=== Your assignment ===
Type the data below again exactly. Omit all pictures.

=== Data for the task ===
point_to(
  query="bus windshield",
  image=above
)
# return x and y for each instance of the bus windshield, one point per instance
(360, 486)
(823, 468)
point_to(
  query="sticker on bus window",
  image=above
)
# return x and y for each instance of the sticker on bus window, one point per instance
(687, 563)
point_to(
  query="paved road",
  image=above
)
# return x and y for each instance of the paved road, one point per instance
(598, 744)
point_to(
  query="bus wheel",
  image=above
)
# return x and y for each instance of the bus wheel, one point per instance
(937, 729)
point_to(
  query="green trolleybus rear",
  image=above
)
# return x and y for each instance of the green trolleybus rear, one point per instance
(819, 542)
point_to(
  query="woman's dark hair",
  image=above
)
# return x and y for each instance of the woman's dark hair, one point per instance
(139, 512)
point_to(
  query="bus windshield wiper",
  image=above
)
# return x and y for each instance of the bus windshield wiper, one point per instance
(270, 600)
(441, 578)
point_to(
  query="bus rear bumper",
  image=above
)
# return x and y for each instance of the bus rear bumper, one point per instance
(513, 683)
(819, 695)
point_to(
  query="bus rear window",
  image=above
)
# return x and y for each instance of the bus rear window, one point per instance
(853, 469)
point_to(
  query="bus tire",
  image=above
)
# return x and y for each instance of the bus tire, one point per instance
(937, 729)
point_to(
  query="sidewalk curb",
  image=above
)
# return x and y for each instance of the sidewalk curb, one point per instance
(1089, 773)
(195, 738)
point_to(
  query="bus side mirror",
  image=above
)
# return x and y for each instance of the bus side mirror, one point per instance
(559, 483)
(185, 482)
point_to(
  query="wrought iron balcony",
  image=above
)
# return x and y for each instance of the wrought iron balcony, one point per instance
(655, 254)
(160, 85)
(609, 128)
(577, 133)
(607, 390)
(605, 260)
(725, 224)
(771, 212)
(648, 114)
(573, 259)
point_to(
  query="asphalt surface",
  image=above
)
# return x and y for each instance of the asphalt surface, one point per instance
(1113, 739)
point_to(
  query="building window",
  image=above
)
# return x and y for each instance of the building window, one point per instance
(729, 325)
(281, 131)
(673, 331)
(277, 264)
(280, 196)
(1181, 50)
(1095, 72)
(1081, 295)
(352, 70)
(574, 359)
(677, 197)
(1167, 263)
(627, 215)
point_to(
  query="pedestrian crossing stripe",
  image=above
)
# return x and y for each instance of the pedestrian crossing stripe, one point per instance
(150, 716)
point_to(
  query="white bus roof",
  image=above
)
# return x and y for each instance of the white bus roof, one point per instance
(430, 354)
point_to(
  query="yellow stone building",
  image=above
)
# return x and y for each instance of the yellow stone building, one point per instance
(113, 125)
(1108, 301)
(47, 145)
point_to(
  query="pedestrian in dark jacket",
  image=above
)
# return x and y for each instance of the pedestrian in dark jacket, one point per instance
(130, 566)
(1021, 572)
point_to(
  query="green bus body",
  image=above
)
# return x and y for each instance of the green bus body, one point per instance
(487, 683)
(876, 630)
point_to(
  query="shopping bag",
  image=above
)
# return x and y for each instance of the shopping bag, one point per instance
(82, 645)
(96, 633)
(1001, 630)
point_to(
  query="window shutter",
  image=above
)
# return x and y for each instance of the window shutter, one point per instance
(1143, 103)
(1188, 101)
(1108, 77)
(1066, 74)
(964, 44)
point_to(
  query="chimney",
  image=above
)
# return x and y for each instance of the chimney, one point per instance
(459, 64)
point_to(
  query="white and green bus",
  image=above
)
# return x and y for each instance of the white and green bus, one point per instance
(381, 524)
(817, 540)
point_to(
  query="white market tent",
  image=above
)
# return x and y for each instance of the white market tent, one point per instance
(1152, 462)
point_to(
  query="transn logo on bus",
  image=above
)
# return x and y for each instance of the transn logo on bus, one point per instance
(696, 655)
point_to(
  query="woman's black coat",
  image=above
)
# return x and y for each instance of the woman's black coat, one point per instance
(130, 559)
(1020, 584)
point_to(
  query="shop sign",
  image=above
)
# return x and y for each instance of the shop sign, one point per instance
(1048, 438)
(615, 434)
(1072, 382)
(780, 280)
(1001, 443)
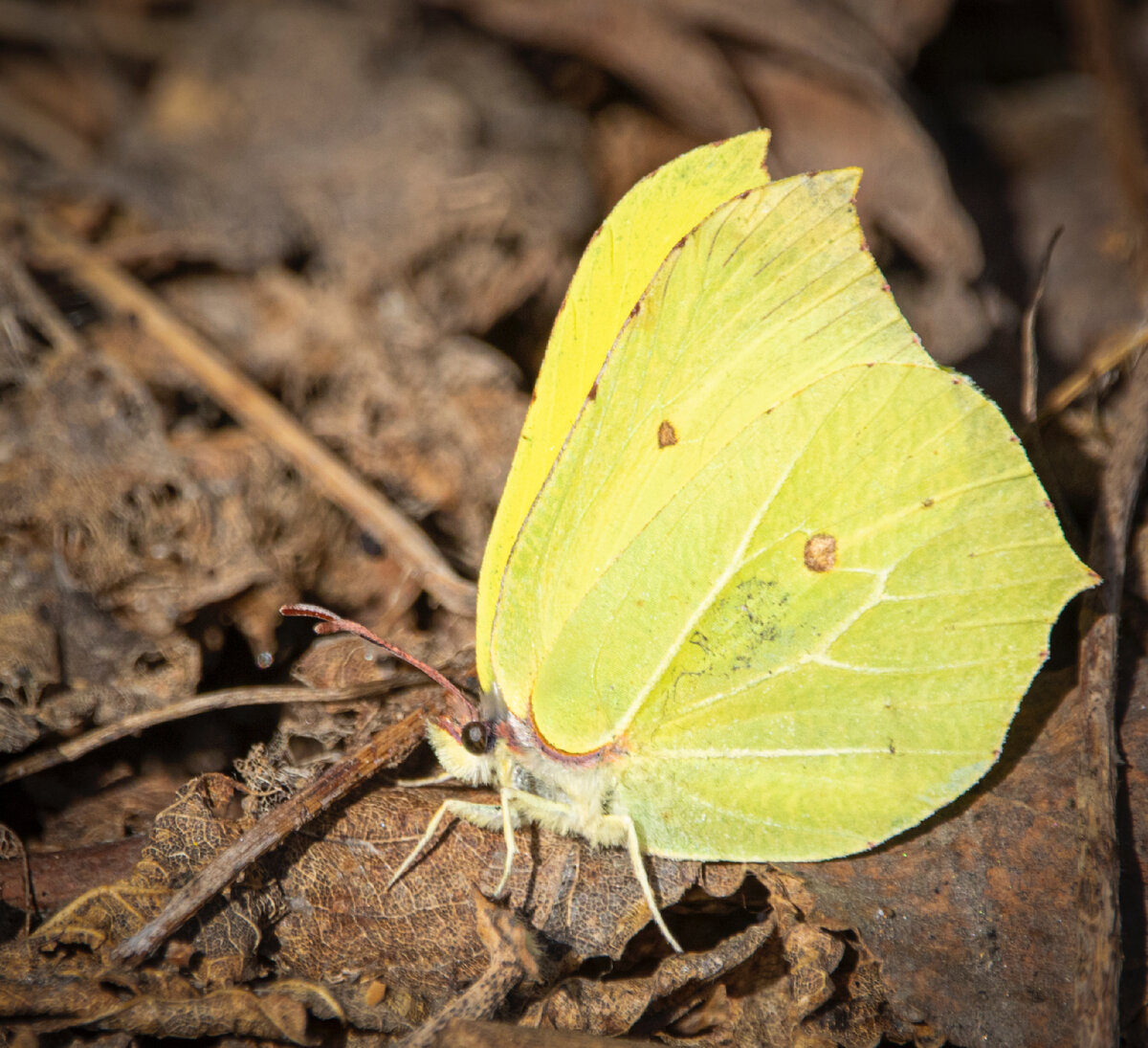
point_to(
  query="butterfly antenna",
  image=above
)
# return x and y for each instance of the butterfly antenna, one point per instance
(331, 623)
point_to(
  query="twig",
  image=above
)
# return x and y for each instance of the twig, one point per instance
(514, 957)
(1028, 336)
(257, 411)
(230, 699)
(1097, 883)
(387, 748)
(1108, 355)
(1105, 55)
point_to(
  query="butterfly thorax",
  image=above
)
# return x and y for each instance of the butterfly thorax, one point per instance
(579, 797)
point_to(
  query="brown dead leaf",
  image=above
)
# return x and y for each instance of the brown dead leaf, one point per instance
(354, 133)
(971, 905)
(1049, 133)
(825, 79)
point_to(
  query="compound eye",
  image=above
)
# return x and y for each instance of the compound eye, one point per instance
(475, 737)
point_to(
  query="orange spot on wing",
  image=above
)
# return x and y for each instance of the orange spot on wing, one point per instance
(821, 553)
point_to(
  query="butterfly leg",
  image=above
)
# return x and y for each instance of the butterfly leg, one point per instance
(485, 816)
(634, 847)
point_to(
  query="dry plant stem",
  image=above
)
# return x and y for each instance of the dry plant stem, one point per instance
(512, 958)
(231, 699)
(1100, 30)
(1028, 336)
(387, 748)
(258, 412)
(1099, 954)
(1113, 352)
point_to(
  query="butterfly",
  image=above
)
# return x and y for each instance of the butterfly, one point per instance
(764, 583)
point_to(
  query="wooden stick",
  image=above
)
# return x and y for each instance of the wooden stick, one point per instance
(258, 412)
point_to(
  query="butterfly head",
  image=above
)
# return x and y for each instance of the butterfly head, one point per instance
(466, 740)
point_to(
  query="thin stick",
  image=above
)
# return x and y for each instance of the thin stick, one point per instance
(258, 412)
(1028, 336)
(1097, 914)
(63, 753)
(387, 748)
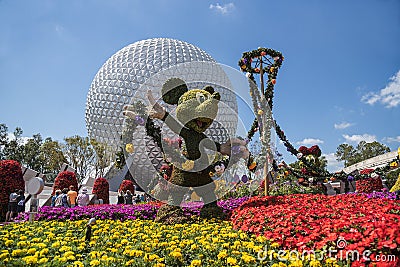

=== Result ===
point_to(
  query="bus windshield",
  image=above
)
# return x and y for each instance of the bus windshield, one point per instance
(360, 486)
(823, 468)
point_to(
  query="sticker on bus window",
  image=above
)
# return x and y for each instance of the sticker on bus window, one point per instance
(687, 563)
point_to(
  query="paved road",
  image=above
)
# return x and y for each instance of the paved road, one point per instance
(598, 744)
point_to(
  query="bus wheel",
  image=above
)
# return x and y for each instance of the bus wheel, one point per instance
(937, 729)
point_to(
  query="green trolleybus rear",
  image=above
)
# return x and y for each instance of the green trolleybus rear, one point per instance
(819, 542)
point_to(
  query="woman's dark hair",
  image=above
)
# return x and y for each instance of the woman's dark hair, one point per instance
(139, 512)
point_to(
  query="bus windshield wiper",
  image=above
)
# return x and y for each instance of the bus windshield wiper, one point per instance
(270, 600)
(441, 578)
point_to(
  query="bus rear bumper",
  image=above
)
# return x and y for each instance of the bus rear bumper, one point per instance
(513, 683)
(819, 695)
point_to(
  query="bus rear window",
  image=above
)
# return x and y for each instance of the bus rear window, one point per instance
(853, 469)
point_to(
  query="bus tire",
  image=above
)
# return x and y for each instance of the bus tire, one point per instance
(937, 729)
point_to(
  query="sidewalk curb",
  image=above
)
# return x and y for each instance of the sidewalk curb, one point per instance
(1089, 773)
(195, 738)
point_to(
  query="bus side mirror",
  image=above
)
# return x and y for each instance of the bus side mirror, one point per instance
(559, 483)
(185, 482)
point_to(
  query="wrought iron balcony",
  image=above
)
# return x and y for each instance of the wrought iron balcony, one point per instance
(655, 254)
(160, 85)
(609, 128)
(577, 133)
(607, 390)
(605, 260)
(725, 224)
(771, 212)
(648, 114)
(573, 259)
point_to(
  query="asphalt surface",
  image=above
)
# return x and y for each instance of the asphalt surface, one point per instance
(1113, 739)
point_to(
  query="building window",
  image=above
)
# return x and y for each instance of the building window, one point per instance
(729, 325)
(281, 131)
(673, 331)
(277, 264)
(280, 196)
(1181, 50)
(1095, 72)
(1081, 295)
(352, 70)
(574, 359)
(677, 197)
(1167, 263)
(627, 215)
point_to(
  query="pedestrian crossing stripe",
  image=above
)
# return x and y for each instance of the pedestrian crossing stripe, one point per instance
(150, 716)
point_to(
  query="white bus roof",
  image=above
)
# return x and y for each instance of the white bus roof, one point per instance
(430, 354)
point_to(
  query="yellow stone building",
  image=above
)
# return x and y for each instance of the yellow stone building, one point per instance
(113, 125)
(1108, 301)
(47, 145)
point_to(
  query="pedestrian in dark jacket",
  image=above
)
# return x and y for each instance of the pedestrian in dark jacket, one point per instance
(130, 566)
(1021, 572)
point_to(
  query="green bus body",
  image=above
)
# return x and y for each instance of the green bus body, one point per instance
(487, 683)
(876, 630)
point_to(
  query="shopping bag",
  image=above
)
# return x and y for each instance of the shopping bag, one point per instance
(82, 645)
(96, 633)
(1001, 630)
point_to(
  query="window shutter",
  image=above
)
# return x and y for each instance of the window shutter, one point per instance
(1143, 103)
(1188, 101)
(1108, 77)
(1066, 74)
(964, 44)
point_to(
  query="chimney",
  image=above
)
# return x and y for each instance of the chimney, one point per instance
(459, 64)
point_to(
  query="white and green bus",
  image=above
)
# return x and y for each instance of the white and green bus, one point per instance
(381, 524)
(817, 540)
point_to(
  query="white market tent",
  image=above
)
# return x and y for each instance of the white market tent, one point per instance
(1152, 462)
point_to(
  query="transn logo on bus",
  image=above
)
# return x and y for each instance of the transn logo on bus, one point per instance
(696, 655)
point_to(
  query="woman's black coat",
  image=above
)
# return x and y for each instance of the woman's black coat, one point per instance
(130, 559)
(1020, 584)
point_to(
  query="shop sign",
  image=above
)
# return x and y for each instance of the shop sign, one point per instance
(1048, 438)
(615, 434)
(1072, 382)
(780, 280)
(1001, 443)
point_to(
  query="butterfly antenna",
  image=above
)
# return x and y for each instance of the butterfly antenna, one point per instance
(331, 623)
point_to(
  query="twig",
  image=above
)
# return x and y for each instance of the twig, one point per instance
(514, 957)
(1028, 336)
(257, 411)
(230, 699)
(1097, 883)
(387, 748)
(1108, 355)
(1105, 55)
point_to(
  query="butterfly thorax",
  image=above
)
# return x and y for each instance of the butterfly thorax, one point per instance
(579, 797)
point_to(
  query="brown dead leaf",
  image=above
)
# return x and y for each instance of the brown dead leaf, one point per instance
(354, 133)
(971, 905)
(1049, 133)
(825, 79)
point_to(
  query="compound eye",
  image=above
)
# return x and y for each instance of the compound eye, one point per instance
(475, 737)
point_to(
  query="orange spot on wing",
  image=above
)
# return x and y for each instance of the orange spot on wing, one point per instance
(821, 553)
point_to(
  query="butterfly leg",
  image=above
)
# return x and y for each instance of the butterfly leg, one point per instance
(485, 816)
(634, 847)
point_to(
  query="dry plant stem",
  image=above
)
# return x and y for each instance of the dry plant stem, one point per instance
(512, 958)
(231, 699)
(1100, 30)
(1028, 336)
(387, 748)
(258, 412)
(1099, 954)
(1113, 352)
point_to(
  query="butterfly",
  image=above
)
# return x and y for each instance of the butterfly, one point per instance
(764, 583)
point_to(
  query="wooden stick",
  image=above
)
# return x and y for each instance of the wooden stick, one point per instance
(258, 412)
point_to(
  query="butterfly head",
  image=above
)
# return x and y for each instance of the butterfly head, one point per instance
(466, 740)
point_to(
  query="thin stick",
  image=above
)
# return x and y for each instance of the thin stick, one point per instance
(258, 412)
(1028, 336)
(1097, 914)
(63, 753)
(387, 748)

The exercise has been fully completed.